* TEKS YANG DISEDIAKAN:
################
Jumat, 02 Desember 2016

Asimilasi Perkawinan Jembatan Budaya



Asimilasi Perkawinan Jembatan Budaya
Oleh: Thomson Hutasoit

Pendahuluan.
Seiring perkembangan zaman, proses perkawinan antar suku atau etnik makin galip terjadi dari wktu ke waktu, hal itu merupakan konsekuensi perkembangan ilmu dan teknologi (Iptek) menjadikan ruang jarak antar daerah semakin dekat. Perkembangan zaman semakin maju juga membuat manusia berpikir luas dan terbuka terhadap aneka budaya, adat-istiadat berbeda-beda sehingga proses perkawinan telah melampaui batas-batas pemahaman tradisi konvensional,  yakni melangsungkan perkawinan sesama satu suku atau etnik tertentu.  
Menurut Kamus Besar Bahasa Indonesia (KBBI, 2007) “Asimilasi perkawinan ialah proses terjadinya perkawinan campuran yang berbeda budaya, perilaku, dan golongan”.  Asimilasi perkawinan akan berkonsekuensi penyesuaian diri terhadap kebudayaan dan pola-pola perilaku antar suku atau etnik yang melangsungkan perkawinan tersebut. Pola pikir, pola laku tradisonal mengharuskan perkawinan antar satu suku atau etnik yang mempunyai budaya, adat-istiadat yang sama makin lama makin longgar hingga lahir budaya, adat-istiadat campuran disebabkan asimilasi perkawinan tersebut.  
Asimilasi perkawinan antar suku atau etnik harus diakui sangat sulit diterima pada masyarakat tradisional konvensional, bahkan proses perkawinan seperti itu diasumsikan suatu kegagalan membina generasi (anak-red) sebab pada tatanan masyarakat tradisional konvensional perkawinan beda suku atau etnik dianggap sangat tak sesuai tatanan budaya, adat-istiadat suku atau etnik bersangkutan. Bahkan bila terjadi asimilasi perkawinan dianggab “aib”, dan orang tua merasa malu apabila anak-anaknya melangsungkan perkawinan beda suku atau etnik. Asumsi seperti itu sangat dipengaruhi interaksi budaya, adat-istiadat lokal yang masih inklusif menganggap budaya, adat-istiadatnya lebih superior dibandingkan budaya, adat-istiadat pihak lain, serta keterbatasan interaksi dengan suku atau etnik lain dalam kehidupan sehari-hari.
################
* ENTRI DATA:
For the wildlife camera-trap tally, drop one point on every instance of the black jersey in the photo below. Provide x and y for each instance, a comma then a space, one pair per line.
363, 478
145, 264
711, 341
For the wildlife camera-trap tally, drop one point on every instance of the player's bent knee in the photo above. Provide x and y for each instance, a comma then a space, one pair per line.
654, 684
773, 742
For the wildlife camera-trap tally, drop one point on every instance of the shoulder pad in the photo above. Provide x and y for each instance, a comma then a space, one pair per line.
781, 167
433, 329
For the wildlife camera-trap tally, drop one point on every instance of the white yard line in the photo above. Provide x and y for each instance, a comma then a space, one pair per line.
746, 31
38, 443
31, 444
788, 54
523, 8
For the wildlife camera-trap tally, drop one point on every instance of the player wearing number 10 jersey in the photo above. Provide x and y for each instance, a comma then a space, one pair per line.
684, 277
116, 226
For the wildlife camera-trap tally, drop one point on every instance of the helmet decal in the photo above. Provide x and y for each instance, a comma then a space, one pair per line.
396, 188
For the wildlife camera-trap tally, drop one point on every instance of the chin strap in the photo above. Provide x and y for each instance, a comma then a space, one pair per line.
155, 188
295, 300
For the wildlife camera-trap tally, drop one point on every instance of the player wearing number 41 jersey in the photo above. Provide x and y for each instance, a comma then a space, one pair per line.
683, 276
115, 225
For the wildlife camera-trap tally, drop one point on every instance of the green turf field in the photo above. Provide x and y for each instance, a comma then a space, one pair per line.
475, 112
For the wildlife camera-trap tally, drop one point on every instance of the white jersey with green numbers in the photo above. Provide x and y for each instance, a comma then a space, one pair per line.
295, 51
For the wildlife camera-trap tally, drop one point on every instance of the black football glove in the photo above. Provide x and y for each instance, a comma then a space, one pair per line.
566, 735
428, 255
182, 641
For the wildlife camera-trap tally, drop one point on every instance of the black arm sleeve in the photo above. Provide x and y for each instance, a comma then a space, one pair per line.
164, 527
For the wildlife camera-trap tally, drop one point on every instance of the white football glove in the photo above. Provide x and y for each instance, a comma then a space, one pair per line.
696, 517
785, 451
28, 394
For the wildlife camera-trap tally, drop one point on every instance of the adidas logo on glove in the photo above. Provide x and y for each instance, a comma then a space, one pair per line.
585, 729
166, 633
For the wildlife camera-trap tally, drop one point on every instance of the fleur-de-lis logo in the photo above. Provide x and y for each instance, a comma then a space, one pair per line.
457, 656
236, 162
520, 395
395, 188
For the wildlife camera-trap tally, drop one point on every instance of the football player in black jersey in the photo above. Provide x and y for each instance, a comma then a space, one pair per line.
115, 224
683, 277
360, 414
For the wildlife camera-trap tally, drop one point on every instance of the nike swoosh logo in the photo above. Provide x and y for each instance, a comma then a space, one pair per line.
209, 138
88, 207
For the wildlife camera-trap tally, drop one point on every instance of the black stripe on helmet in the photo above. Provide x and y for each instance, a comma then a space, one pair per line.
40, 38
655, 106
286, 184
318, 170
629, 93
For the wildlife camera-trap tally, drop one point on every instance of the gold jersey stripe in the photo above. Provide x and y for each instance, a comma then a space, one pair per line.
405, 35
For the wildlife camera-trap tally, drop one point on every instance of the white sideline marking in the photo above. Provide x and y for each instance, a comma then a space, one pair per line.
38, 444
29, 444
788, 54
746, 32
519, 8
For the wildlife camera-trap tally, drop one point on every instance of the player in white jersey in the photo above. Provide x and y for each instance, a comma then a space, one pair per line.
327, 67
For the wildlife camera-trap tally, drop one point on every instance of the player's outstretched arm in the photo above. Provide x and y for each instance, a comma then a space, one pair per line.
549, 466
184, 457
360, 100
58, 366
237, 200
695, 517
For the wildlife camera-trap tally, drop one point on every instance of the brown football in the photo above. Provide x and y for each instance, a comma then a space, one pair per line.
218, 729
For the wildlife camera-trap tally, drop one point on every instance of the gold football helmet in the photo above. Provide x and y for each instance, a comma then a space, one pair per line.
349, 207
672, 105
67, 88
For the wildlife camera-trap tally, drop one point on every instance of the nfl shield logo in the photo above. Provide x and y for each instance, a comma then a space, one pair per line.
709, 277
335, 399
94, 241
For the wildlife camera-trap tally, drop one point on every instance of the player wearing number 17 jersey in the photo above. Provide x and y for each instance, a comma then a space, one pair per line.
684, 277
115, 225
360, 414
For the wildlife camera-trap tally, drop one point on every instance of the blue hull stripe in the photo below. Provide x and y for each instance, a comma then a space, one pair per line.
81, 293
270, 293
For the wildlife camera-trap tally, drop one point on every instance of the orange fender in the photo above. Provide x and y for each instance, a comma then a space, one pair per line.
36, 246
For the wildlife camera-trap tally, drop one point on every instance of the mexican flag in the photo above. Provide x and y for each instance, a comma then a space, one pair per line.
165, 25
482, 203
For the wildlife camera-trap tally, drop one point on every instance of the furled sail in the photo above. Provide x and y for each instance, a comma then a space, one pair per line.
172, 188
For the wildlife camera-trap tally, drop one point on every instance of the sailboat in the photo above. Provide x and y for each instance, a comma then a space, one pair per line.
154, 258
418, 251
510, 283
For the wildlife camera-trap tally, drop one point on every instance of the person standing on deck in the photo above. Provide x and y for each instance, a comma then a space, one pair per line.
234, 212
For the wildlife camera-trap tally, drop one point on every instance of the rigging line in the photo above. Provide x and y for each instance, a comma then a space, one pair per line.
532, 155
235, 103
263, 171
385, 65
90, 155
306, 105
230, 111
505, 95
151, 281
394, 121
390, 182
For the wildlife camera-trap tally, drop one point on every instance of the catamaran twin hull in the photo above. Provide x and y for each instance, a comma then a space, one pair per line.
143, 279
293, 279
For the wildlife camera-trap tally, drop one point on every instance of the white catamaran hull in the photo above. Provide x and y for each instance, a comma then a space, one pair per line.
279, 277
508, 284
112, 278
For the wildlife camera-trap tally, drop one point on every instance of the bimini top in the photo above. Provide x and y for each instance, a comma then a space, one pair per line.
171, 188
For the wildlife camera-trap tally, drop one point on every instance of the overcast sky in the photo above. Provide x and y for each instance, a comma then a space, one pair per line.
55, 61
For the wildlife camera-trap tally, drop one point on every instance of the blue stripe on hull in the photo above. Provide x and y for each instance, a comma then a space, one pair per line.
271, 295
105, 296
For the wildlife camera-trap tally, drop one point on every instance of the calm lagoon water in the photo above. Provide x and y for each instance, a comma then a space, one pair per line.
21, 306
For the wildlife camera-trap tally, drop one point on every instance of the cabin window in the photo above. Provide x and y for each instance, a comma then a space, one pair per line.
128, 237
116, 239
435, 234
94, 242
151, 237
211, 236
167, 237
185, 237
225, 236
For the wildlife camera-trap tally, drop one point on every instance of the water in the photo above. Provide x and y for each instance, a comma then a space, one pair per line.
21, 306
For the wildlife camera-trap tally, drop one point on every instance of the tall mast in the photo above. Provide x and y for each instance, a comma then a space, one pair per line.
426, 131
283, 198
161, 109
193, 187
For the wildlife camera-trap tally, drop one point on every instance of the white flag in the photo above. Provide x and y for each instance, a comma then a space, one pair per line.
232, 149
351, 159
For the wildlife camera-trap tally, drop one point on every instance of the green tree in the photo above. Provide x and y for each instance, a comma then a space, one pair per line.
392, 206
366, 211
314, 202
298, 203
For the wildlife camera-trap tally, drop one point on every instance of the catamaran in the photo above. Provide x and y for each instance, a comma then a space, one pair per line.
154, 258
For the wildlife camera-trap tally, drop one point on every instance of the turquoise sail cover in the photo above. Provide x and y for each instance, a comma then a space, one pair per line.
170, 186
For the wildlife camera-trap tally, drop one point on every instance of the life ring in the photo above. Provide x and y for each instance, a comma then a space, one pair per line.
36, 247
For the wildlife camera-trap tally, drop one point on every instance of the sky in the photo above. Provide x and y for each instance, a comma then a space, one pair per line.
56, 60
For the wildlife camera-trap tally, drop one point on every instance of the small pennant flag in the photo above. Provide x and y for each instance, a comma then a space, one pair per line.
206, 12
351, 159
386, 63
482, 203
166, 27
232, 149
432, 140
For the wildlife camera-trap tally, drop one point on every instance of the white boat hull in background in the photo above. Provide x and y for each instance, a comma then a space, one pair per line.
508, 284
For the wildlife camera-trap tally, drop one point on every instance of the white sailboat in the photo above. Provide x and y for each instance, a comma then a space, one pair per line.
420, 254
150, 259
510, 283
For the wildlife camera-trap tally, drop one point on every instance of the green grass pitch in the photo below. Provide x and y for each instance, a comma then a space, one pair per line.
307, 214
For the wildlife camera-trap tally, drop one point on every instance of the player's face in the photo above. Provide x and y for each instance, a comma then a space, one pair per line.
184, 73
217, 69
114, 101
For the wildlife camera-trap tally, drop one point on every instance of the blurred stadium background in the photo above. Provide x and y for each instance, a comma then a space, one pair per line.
################
* SOAL YANG DIBERIKAN 1:
Dalam teks asimilasi perkawinan, dari sumber manakah definisi asimilasi perkawinan dikutip?
* SOAL YANG DIBERIKAN 2:
Salin secara persis bagian teks asimilasi perkawinan mulai dari "Seiring perkembangan zaman, proses" sampai dengan "atau etnik tertentu.".
* SOAL YANG DIBERIKAN 3:
Lanjutkan teks asimilasi perkawinan dari kalimat terakhirnya.
Butir-butir data di atas tidak berhubungan dengan teks asimilasi perkawinan.

* JAWABAN TERTULIS 1:
Kamus Besar Bahasa Indonesia (KBBI, 2007).

* JAWABAN TERTULIS 2:
Seiring perkembangan zaman, proses perkawinan antar suku atau etnik makin galip terjadi dari wktu ke waktu, hal itu merupakan konsekuensi perkembangan ilmu dan teknologi (Iptek) menjadikan ruang jarak antar daerah semakin dekat. Perkembangan zaman semakin maju juga membuat manusia berpikir luas dan terbuka terhadap aneka budaya, adat-istiadat berbeda-beda sehingga proses perkawinan telah melampaui batas-batas pemahaman tradisi konvensional,  yakni melangsungkan perkawinan sesama satu suku atau etnik tertentu.

* JAWABAN TERTULIS 3:
Asimilasi perkawinan antar suku atau etnik harus diakui bukanlah masalah mudah dan gampang sebab proses perkawinan seperti itu menyatukan budaya, adat-istiadat, pola pikir, pola perilaku berbeda, sehingga dituntut kemampuan saling memahami, saling menerima budaya, adat-istiadat masing-masing. Situasi kondisi demikian menjadi perhatian penting dan serius bagi setiap orang sebelum melangsungkan asimilasi perkawinan agar perkawinan campuran tidak mengalami goncangan ataupun kendala dikemudian hari.  
Dalam ungkapan klasik Batak Toba dikatakan, “Tinallik bulung sihupi, pinarsaong bulung sihala, Unang sumolsol di pudi ndang sipasingot na soada” artinya, jangan menyesal dikemudian hari bukan nasehat tak ada, atau pepatah klasik lain mengatakan, “pikir dahulu pendapatan, sesal kemudian tak berguna”.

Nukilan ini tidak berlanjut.